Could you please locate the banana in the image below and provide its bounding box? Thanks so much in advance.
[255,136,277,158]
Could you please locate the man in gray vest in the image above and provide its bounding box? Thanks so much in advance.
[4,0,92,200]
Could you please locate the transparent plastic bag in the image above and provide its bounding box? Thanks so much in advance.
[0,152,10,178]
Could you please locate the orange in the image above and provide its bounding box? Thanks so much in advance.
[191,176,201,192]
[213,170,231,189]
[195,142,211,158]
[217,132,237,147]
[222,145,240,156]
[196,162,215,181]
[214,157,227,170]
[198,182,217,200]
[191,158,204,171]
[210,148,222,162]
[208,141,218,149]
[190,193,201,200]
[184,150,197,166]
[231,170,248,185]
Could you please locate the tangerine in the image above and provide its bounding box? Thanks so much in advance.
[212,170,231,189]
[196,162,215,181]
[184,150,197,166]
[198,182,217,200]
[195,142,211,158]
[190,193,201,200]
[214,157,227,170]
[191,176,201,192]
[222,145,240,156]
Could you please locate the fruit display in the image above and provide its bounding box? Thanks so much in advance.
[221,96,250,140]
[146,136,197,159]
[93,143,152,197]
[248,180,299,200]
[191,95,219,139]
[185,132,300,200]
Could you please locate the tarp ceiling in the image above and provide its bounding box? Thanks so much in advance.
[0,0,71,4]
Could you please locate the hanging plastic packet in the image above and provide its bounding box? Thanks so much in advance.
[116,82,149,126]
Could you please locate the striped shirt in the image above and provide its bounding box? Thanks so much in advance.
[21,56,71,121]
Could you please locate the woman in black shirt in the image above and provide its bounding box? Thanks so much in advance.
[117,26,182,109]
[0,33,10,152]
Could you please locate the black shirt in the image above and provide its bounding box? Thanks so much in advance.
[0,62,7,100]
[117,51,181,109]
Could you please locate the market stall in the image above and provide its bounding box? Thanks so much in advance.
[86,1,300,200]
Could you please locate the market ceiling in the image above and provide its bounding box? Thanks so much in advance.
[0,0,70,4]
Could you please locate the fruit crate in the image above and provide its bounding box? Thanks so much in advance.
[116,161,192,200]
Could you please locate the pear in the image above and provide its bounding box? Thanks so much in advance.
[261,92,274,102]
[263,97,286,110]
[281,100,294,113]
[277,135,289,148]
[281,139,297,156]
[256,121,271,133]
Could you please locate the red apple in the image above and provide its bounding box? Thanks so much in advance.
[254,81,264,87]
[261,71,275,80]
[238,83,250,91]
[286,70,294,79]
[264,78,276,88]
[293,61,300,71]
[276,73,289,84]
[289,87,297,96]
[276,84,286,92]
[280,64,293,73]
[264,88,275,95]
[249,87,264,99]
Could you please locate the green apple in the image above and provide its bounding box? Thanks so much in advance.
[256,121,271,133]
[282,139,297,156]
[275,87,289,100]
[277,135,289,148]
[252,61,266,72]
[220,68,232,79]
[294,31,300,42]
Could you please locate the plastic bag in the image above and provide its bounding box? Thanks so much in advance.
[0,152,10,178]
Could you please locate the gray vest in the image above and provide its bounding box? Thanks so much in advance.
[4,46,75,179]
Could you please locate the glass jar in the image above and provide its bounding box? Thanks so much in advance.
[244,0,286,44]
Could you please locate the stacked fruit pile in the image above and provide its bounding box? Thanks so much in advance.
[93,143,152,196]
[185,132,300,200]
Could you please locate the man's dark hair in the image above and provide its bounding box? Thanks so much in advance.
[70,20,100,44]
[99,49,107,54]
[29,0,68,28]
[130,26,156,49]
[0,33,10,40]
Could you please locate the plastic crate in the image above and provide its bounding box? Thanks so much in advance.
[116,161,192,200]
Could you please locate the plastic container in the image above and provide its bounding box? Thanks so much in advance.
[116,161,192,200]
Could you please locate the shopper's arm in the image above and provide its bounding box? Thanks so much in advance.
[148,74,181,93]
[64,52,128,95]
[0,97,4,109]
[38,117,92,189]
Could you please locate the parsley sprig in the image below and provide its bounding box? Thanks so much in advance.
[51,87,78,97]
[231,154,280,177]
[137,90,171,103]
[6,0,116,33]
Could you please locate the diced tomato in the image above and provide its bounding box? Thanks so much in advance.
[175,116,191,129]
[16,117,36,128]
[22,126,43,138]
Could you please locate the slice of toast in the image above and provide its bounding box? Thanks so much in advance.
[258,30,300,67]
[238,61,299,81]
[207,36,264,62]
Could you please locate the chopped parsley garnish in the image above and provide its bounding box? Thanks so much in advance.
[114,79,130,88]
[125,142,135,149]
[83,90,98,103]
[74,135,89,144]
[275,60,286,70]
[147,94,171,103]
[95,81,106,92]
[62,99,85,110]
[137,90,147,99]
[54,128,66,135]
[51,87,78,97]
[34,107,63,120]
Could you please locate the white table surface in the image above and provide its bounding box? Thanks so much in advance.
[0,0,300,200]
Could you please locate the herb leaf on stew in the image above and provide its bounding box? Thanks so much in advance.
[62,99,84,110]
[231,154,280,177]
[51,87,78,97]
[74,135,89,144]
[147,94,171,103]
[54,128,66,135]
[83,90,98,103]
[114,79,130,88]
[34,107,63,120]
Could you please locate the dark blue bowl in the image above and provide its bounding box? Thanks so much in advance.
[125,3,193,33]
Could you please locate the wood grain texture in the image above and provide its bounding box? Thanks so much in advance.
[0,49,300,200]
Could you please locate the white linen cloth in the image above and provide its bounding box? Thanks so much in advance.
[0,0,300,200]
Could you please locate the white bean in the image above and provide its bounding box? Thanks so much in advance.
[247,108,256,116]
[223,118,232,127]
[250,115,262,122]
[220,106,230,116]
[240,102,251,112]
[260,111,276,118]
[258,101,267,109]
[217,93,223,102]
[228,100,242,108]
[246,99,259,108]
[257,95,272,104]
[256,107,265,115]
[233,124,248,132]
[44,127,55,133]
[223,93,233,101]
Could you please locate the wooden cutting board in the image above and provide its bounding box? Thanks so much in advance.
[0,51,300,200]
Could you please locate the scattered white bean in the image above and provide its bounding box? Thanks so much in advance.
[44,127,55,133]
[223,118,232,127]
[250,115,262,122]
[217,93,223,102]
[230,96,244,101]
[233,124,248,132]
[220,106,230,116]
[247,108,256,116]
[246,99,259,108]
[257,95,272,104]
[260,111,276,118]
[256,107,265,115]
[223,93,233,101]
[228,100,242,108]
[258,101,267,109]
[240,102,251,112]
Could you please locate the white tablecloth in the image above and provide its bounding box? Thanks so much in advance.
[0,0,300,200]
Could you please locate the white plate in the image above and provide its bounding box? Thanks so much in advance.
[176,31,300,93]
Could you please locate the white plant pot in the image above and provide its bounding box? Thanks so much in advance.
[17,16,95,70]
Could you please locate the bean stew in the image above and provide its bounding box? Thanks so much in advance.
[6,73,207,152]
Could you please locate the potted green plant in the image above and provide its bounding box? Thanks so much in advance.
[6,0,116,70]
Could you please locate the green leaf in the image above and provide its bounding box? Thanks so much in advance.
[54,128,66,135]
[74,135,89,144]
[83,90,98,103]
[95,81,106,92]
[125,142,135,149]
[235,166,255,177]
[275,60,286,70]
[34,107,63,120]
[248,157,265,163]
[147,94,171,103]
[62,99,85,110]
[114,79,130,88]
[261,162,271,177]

■ ■ ■ ■

Convert all of the entries above into a numbered list, dropping any blank lines.

1. Could you please locate the banana in the image below and provide its bounding box? Thanks so much in advance.
2. [255,136,277,158]
3. Could you please locate the man in gray vest in the image above and provide its bounding box? Thanks so much in advance.
4. [4,0,92,200]
5. Could you please locate the transparent plastic bag in the image above and provide its bounding box? Thanks so much in advance.
6. [0,152,10,178]
7. Could you please locate the orange in the image above and provide its bounding box? Thanks so much in advance.
8. [191,176,201,192]
9. [213,170,231,189]
10. [195,142,211,158]
11. [217,132,237,147]
12. [222,145,240,156]
13. [196,162,215,181]
14. [214,157,227,170]
15. [198,182,217,200]
16. [191,158,204,171]
17. [210,148,222,162]
18. [208,141,218,149]
19. [190,193,201,200]
20. [184,150,197,166]
21. [231,170,248,185]
22. Could you please locate the tangerine in the image above and provide its bounding box? Thanks so much in advance.
23. [212,170,231,189]
24. [196,162,215,181]
25. [184,150,197,166]
26. [198,182,217,200]
27. [195,142,211,158]
28. [190,193,201,200]
29. [214,157,227,170]
30. [191,176,201,192]
31. [222,145,240,156]
32. Could you please locate the fruit display in the image above and provide its bounding box? Thanks so much in advance.
33. [221,96,250,140]
34. [146,136,197,159]
35. [93,143,152,197]
36. [248,180,299,200]
37. [191,95,219,139]
38. [185,132,300,200]
39. Could you please locate the tarp ceiling in the image above and provide its bounding box? Thanks so much in advance.
40. [0,0,71,4]
41. Could you please locate the hanging plastic packet in the image above and provide its bounding box? Thanks so much in advance.
42. [116,82,149,126]
43. Could you please locate the striped shirt in the image above and provide its bounding box? Thanks so much in advance.
44. [21,56,71,121]
45. Could you please locate the woman in black shirt in the image above and provide its bounding box? Thanks so much in advance.
46. [117,26,182,109]
47. [0,33,10,152]
48. Could you please locate the black shirt in the image above and provide its bounding box? Thanks so much in advance.
49. [0,62,7,100]
50. [117,51,181,109]
51. Could you please locate the market stall in the image above and provide its bounding box? Thanks so much in advance.
52. [86,1,300,200]
53. Could you please locate the market ceiling in the image above and provide its bounding box? Thanks so much in advance.
54. [0,0,70,4]
55. Could you please locate the fruit crate in the image above and provide its bounding box? Thanks so much in advance.
56. [116,161,192,200]
57. Could you please locate the pear in the image above and provide its bounding box? Thanks so much in advance.
58. [261,92,274,102]
59. [263,97,286,110]
60. [281,100,294,113]
61. [277,135,289,148]
62. [281,139,297,156]
63. [256,121,271,133]
64. Could you please locate the red apple in the image above and provide its bounding box? Thanks so much in advance.
65. [254,81,264,87]
66. [261,71,275,80]
67. [238,83,250,91]
68. [286,70,294,79]
69. [264,78,276,88]
70. [293,61,300,71]
71. [276,73,289,84]
72. [289,87,297,96]
73. [276,84,286,92]
74. [280,64,293,73]
75. [264,88,275,95]
76. [249,87,264,99]
77. Could you please locate the green apple in the image above and provide its bounding box? Thanks so much in advance.
78. [256,121,271,133]
79. [282,139,297,156]
80. [275,87,289,100]
81. [277,135,289,148]
82. [252,61,266,72]
83. [220,68,232,79]
84. [294,31,300,42]
85. Could you please locate the plastic bag in the image above and provide its bounding box? Thanks so much in advance.
86. [0,152,10,178]
87. Could you please locate the gray vest in the image above and provide its bounding box? Thanks so much in advance.
88. [4,46,75,179]
89. Could you please locate the glass jar in the image above and provide its bounding box? Thanks so much in advance.
90. [244,0,286,44]
91. Could you please locate the stacked fruit pile in the image above and provide its bounding box? Thanks so much in advance.
92. [93,143,152,196]
93. [185,132,300,200]
94. Could you please locate the man's dark hair in the image above and provide its bounding box? Thanks so much in advance.
95. [70,20,100,44]
96. [99,49,107,54]
97. [29,0,68,28]
98. [130,26,156,49]
99. [0,33,10,40]
100. Could you please locate the plastic crate in the image above and provide its bounding box? Thanks so much in advance.
101. [116,161,192,200]
102. Could you please locate the plastic container in the image above and provide its bounding box? Thanks so much in advance.
103. [116,161,192,200]
104. Could you please locate the shopper's arm in the image above and provide its bounding box? Thanks so much in advance.
105. [148,74,181,93]
106. [64,52,128,95]
107. [0,97,4,109]
108. [38,117,92,189]
109. Could you please locate the parsley sprig in the image below and provide its bounding box? Thanks so much in advance.
110. [51,87,78,97]
111. [231,154,280,177]
112. [137,90,171,103]
113. [6,0,116,33]
114. Could you please locate the diced tomato in the image above and provide its bounding box? Thanks so much in advance.
115. [175,116,191,129]
116. [16,117,36,128]
117. [22,126,43,138]
118. Could you please locate the slice of toast in the image above and provide its bounding box? Thanks so much in advance.
119. [258,30,300,67]
120. [238,61,299,81]
121. [207,36,264,62]
122. Could you please locate the chopped parsley garnish in the image above and provide its bounding box? Thanks so much in advance.
123. [114,79,130,88]
124. [125,142,135,149]
125. [83,90,98,103]
126. [74,135,89,144]
127. [275,60,286,70]
128. [147,94,171,103]
129. [95,81,106,92]
130. [62,99,85,110]
131. [137,90,147,99]
132. [54,128,66,135]
133. [51,87,78,97]
134. [34,107,63,120]
135. Could you please locate the white table surface in the image above and provide its bounding box? Thanks so much in advance.
136. [0,0,300,200]
137. Could you please locate the herb leaf on stew in the image above and provide its bounding box? Thanks so much in advance.
138. [62,99,84,110]
139. [231,154,280,177]
140. [51,87,78,97]
141. [74,135,89,144]
142. [147,94,171,103]
143. [54,128,66,135]
144. [83,90,98,103]
145. [114,79,130,88]
146. [34,107,63,120]
147. Could you please locate the dark blue bowl in the image above and provide its bounding box? Thanks so much in advance.
148. [125,3,193,33]
149. Could you please locate the wood grain texture in the image above and provide its bounding box? Thanks so much in advance.
150. [0,49,300,200]
151. Could you please locate the white linen cloth in the image above and provide its bounding box? Thanks so much in advance.
152. [0,0,300,200]
153. Could you please locate the white bean in the image above and provide its bounding box? Thanks so much in advance.
154. [247,108,256,116]
155. [223,118,232,127]
156. [250,115,262,122]
157. [220,106,230,116]
158. [240,102,251,112]
159. [260,111,276,118]
160. [258,101,267,109]
161. [217,93,223,102]
162. [228,100,242,108]
163. [246,99,259,108]
164. [257,95,272,104]
165. [256,107,265,115]
166. [233,124,248,132]
167. [44,127,55,133]
168. [223,93,233,101]
169. Could you please locate the wooden cutting board in the image above and provide its bounding box? Thanks so much in advance.
170. [0,51,300,200]
171. Could you please locate the scattered white bean in the image above and provide its bounding box? Thanks so much in advance.
172. [44,127,55,133]
173. [223,118,232,127]
174. [250,115,262,122]
175. [217,93,223,102]
176. [230,96,244,101]
177. [233,124,248,132]
178. [220,106,230,116]
179. [247,108,256,116]
180. [246,99,259,108]
181. [257,95,272,104]
182. [260,111,276,118]
183. [256,107,265,115]
184. [223,93,233,101]
185. [228,100,242,108]
186. [258,101,267,109]
187. [240,102,251,112]
188. Could you please locate the white tablecloth in the image above and provide its bounding box? Thanks so much in advance.
189. [0,0,300,200]
190. Could you please locate the white plate in the image above and provide its bounding box? Thanks so much in advance.
191. [176,31,300,93]
192. Could you please locate the white plant pot in the image above and provide its bounding box? Thanks so much in advance.
193. [17,16,95,70]
194. Could you please locate the bean stew in the image above and provide its bounding box? Thanks so much in advance.
195. [6,73,207,152]
196. Could you please locate the potted green plant in the image above and provide its bounding box? Thanks so much in advance.
197. [6,0,116,70]
198. Could you please locate the green leaf in the image above and provide its bounding box? Thanks so much in advance.
199. [54,128,66,135]
200. [74,135,89,144]
201. [83,90,98,103]
202. [95,81,106,92]
203. [125,142,135,149]
204. [235,166,255,177]
205. [275,60,286,70]
206. [34,107,63,120]
207. [248,157,265,163]
208. [147,94,171,103]
209. [62,99,85,110]
210. [114,79,130,88]
211. [261,162,271,177]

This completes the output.